╭─ Data rows
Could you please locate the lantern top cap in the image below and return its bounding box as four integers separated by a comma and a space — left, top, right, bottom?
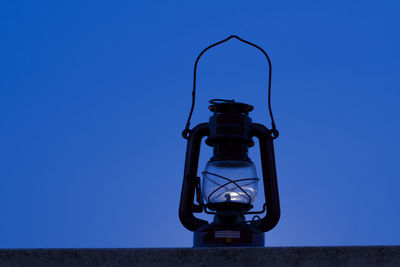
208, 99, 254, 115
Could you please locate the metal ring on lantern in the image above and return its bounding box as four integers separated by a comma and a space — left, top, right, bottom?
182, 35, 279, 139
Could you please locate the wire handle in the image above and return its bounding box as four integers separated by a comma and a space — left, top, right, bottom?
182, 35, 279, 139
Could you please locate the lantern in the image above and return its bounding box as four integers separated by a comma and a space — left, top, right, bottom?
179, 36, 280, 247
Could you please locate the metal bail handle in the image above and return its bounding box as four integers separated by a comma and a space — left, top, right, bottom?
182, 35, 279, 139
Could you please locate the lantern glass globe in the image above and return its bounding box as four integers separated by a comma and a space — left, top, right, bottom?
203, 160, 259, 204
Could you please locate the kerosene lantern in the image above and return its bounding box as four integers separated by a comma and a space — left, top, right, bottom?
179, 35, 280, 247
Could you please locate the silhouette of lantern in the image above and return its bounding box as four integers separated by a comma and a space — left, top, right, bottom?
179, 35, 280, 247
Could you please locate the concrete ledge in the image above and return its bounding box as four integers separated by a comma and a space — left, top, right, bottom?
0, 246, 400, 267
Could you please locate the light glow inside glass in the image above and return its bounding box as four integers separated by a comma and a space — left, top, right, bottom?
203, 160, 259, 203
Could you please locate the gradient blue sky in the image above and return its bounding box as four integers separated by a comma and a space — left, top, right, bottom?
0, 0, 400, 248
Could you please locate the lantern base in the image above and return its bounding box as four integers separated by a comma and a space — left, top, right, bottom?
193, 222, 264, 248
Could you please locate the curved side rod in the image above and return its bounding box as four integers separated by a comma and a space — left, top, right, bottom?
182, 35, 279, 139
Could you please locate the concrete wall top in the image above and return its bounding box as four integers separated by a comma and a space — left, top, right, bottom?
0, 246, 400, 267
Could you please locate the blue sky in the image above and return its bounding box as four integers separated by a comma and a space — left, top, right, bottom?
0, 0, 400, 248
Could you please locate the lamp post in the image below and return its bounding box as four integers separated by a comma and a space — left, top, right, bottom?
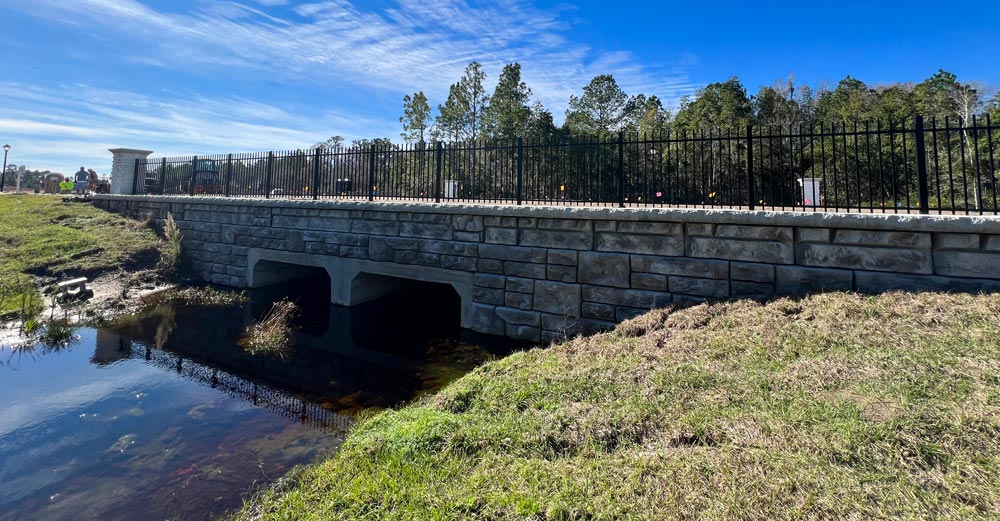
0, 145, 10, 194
╰─
● Aim of the exercise
Count the lines of the records above that contain the word "below", and reply with only that number.

● Full response
2